Exercise:
Copy exactly the lines that run from the one containing "[point] every instance of the woman" through the end of the entries, both ends included.

[Record set Boundary: Start]

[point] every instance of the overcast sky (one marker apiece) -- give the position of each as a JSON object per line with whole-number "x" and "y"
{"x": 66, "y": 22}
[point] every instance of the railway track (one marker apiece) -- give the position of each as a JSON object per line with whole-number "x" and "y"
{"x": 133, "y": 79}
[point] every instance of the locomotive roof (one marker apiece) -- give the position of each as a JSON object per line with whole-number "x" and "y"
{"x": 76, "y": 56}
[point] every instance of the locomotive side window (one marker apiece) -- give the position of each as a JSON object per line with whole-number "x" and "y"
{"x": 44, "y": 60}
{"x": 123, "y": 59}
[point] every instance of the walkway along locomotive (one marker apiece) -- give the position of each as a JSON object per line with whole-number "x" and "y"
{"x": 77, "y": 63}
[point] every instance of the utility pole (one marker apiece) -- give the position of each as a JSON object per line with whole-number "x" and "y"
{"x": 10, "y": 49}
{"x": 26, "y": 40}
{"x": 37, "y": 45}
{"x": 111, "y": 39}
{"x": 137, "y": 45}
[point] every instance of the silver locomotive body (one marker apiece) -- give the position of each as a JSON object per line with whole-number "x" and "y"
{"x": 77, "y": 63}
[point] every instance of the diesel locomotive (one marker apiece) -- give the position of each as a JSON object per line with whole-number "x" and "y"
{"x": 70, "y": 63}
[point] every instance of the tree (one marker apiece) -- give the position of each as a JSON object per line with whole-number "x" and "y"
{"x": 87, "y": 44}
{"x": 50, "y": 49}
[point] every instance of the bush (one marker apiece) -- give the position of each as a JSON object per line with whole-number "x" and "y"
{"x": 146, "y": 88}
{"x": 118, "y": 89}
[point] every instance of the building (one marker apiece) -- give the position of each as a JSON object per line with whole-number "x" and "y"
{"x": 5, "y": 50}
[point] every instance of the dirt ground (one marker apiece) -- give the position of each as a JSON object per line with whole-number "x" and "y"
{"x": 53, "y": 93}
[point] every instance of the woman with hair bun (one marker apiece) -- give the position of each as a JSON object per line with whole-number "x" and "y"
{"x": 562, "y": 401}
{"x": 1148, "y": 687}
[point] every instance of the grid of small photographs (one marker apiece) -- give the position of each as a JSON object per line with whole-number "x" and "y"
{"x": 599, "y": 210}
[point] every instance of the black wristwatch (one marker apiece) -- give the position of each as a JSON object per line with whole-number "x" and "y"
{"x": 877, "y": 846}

[Record set Boundary: End]

Result for this exercise:
[point] every instance of the woman with hair bun (one marker apiece) -- give the position of each as a JSON object per line with whole-number "x" and "y"
{"x": 562, "y": 401}
{"x": 1148, "y": 687}
[point] every instance of the grid of small photographs (one marker apiece) -- give the position of each as a JSON object per line with whole-number "x" and "y"
{"x": 599, "y": 210}
[point] every instance of the black wristwatch (one marker apiece) -- give the position of each as a JSON object per line with whole-number "x" and "y"
{"x": 877, "y": 846}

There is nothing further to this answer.